▶ [Directions for this task]
Answer these questions about the Pi Day article below:
1. On what day of the week did the official Pi Day date fall?
2. In what year did SDSU's Pi Day tradition begin?
3. How many participants were there this year?

▶ [Excerpted passage]
--- --- ---
Pi Day — a great day for whipped cream and integers
Elias Gerstman, an electrical engineering major from Maryland, enjoys a bite of chocolate cream pie March 12. The Department of Mathematics and Statistics got a bit of a jump on Pi Day (March 14) because the official date fell on a Saturday at the start of spring break.
Gerstman wears the department’s official Pi Day T-shirt, an annual design contest which he won in 2026. He depicts a unit circle on top of a pie with a lattice top crust. In more detail, it shows a unit circle with angle measurements depicted in terms of pi radians.
SDSU’s pi day tradition was begun in 2001 by faculty members Dan Kemp and Donna Flint. In addition to serving pie (38 of them this year), students are asked to put their name on a paper chain link, which are hung in the department hallways. This is designed to show the infinite nature of pi, which is the ratio of a circle’s circumference to its diameter, or 3.14 for those not interested in the continuous addition of integers.
This year there were 278 participants, surpassing last year’s mark by five and bringing the cumulative total to 8,136, according to lecturer Bill Alsaker, who transitioned to Pi Day coordinator this year. The only thing that has been able to slow the continuous expression of the pi day celebration has been COVID-19 in 2020 and 2021.
--- --- ---
▶ [Data section]
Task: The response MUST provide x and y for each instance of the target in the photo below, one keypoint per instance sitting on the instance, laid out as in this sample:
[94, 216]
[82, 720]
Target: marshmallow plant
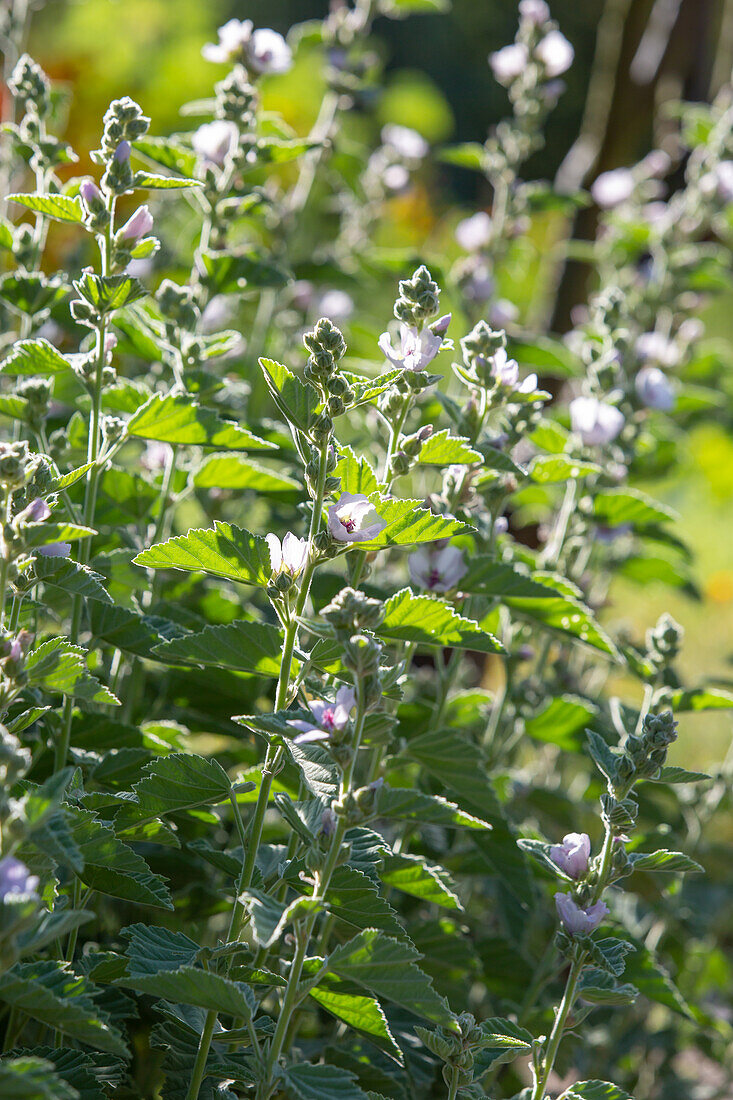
[319, 776]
--- --- ---
▶ [Your response]
1. Saturday
2. 2001
3. 278